▸ **Required work**
Write out the lines below word for word, starting with the first and ending with the line that contains "Target: gold tiered stand", both included.

▸ **Data excerpts**
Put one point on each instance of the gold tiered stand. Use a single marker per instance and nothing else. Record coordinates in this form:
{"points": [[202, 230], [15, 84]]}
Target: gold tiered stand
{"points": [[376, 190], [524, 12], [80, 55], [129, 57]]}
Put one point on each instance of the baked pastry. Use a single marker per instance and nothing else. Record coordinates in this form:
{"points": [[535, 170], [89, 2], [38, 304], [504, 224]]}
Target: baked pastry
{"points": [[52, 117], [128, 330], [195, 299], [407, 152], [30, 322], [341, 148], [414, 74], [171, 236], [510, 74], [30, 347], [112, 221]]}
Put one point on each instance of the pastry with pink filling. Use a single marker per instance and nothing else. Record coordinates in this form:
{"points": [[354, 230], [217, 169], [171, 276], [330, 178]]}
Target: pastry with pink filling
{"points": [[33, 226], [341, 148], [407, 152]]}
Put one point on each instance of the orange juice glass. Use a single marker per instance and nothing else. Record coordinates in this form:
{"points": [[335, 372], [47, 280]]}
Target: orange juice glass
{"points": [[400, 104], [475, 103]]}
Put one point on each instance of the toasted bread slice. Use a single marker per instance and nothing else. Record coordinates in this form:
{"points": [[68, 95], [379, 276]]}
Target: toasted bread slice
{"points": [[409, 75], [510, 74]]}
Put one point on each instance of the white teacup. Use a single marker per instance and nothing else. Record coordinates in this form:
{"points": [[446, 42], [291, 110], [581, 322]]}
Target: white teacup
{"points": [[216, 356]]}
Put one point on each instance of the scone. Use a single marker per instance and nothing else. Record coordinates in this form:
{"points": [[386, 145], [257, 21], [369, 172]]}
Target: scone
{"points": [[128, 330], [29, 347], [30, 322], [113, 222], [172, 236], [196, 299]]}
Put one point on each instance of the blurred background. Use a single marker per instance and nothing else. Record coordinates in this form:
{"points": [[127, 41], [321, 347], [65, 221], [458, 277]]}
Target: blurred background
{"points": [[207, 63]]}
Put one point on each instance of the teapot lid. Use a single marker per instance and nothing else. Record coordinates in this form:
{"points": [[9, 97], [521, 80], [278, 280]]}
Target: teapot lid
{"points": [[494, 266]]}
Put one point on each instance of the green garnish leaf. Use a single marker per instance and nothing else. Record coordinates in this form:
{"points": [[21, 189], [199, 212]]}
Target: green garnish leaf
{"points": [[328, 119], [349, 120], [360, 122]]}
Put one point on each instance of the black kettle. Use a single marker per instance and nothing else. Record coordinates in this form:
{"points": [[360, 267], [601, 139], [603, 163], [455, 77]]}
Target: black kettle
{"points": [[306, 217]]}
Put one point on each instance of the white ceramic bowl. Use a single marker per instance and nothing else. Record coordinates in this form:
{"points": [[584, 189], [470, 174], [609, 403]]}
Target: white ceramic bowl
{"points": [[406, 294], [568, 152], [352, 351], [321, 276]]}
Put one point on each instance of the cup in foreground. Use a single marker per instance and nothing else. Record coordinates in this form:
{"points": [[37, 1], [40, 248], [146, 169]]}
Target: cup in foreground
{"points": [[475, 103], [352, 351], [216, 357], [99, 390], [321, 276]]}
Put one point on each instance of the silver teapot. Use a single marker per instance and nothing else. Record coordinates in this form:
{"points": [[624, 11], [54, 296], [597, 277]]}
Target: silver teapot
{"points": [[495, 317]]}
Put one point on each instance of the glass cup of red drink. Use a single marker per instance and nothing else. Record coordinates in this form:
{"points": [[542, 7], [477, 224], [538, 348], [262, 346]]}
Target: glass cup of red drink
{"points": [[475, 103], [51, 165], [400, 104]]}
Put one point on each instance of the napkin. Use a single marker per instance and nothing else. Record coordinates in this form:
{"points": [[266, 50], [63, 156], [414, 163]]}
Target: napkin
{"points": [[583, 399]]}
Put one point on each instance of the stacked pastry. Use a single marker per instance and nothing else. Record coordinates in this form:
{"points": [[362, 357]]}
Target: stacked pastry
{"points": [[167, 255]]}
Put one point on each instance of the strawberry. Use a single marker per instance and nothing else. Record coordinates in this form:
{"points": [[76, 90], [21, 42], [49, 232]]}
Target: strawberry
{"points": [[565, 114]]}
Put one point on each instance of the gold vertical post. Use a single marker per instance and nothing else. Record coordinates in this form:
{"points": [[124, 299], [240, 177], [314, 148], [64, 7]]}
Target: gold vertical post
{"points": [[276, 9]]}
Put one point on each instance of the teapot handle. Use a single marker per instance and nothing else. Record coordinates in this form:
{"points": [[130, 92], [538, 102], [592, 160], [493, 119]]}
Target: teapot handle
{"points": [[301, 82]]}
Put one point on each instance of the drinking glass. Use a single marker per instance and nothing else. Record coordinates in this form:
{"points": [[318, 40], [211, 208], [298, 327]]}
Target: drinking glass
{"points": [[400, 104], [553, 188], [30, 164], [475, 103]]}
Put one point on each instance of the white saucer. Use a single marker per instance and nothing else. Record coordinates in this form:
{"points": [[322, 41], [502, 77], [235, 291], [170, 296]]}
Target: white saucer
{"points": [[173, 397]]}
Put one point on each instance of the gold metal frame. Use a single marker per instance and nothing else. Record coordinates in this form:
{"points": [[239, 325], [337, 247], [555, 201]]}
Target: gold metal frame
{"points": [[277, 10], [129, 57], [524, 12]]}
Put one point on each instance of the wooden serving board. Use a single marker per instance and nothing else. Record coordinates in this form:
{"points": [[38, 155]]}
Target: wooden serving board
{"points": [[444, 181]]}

▸ **Reply**
Put one point on each instance of the gold tiered stand. Use a single marker per instance and nothing else. Record coordinates in this form:
{"points": [[202, 230], [15, 84]]}
Target: gold tiered stand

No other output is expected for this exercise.